→ The tasks
1. In the water spray timer thread, what device does corey872 recommend combining with a dusk/dawn switch?
2. Carry on the water spray timer thread from the point at which it stops.

:: Text section ::

# Help with water spray timer Please



## Aquayne (Sep 1, 2008)

I need a timer that will activate a water valve connected to a garden hose for 10seconds once per hour. It needs to have a light sensor so that it will only operate during the daylight hours and turn off in the dark. Thanks.

I have looked at many lawn sprinkler timers but have not found one that will do the 10 seconds every hour. Most will only do once cyle per day for a minimum of 1 minute. Way too long. I want to build an intermittent mist set up to grow a garden of VOODOO bulbs for my haunt.:devil:


----------



## corey872 (Jan 10, 2010)

Sounds like you'd be looking for an 'interval timer with relay' (google) You should be able to find one with a suitable interval (ie one second to at least one hour). If you coupled that with a dusk/dawn switch, that should get you the operation you need.


----------



## fritz42_male (May 5, 2009)

:::
:: Raw data ::

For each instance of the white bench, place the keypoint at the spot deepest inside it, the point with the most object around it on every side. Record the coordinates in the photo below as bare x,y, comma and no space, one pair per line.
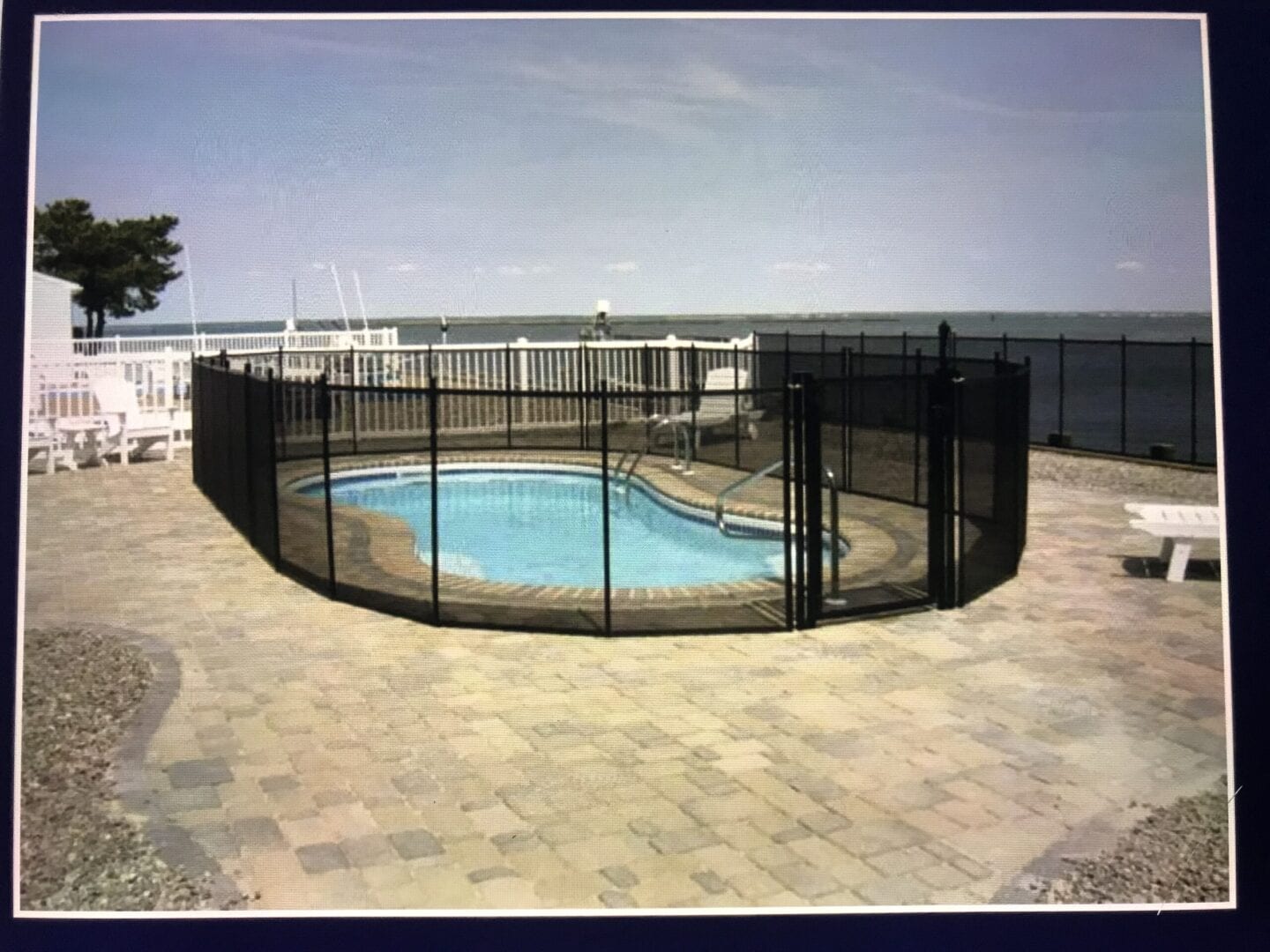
1179,525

:::

→ Task-by-task results
1. An interval timer with relay.

2.
If you fancy getting into picaxe stuff, Steve/halstaff has recently built a pir activated controller based on my vlc board. Replace the pir with an ldr and a small code change and you would be done


----------



## hpropman (Jul 27, 2008)

Fritz you beat me too it. With a microcontroller and time combination that you want can be easily programmed into the chip. The Picaxe is very easy to use and get started with. These things can take your projects in direction you would never have though of before.


----------



## fritz42_male (May 5, 2009)

The answer is PICAXE - now it's just a matter of asking the question!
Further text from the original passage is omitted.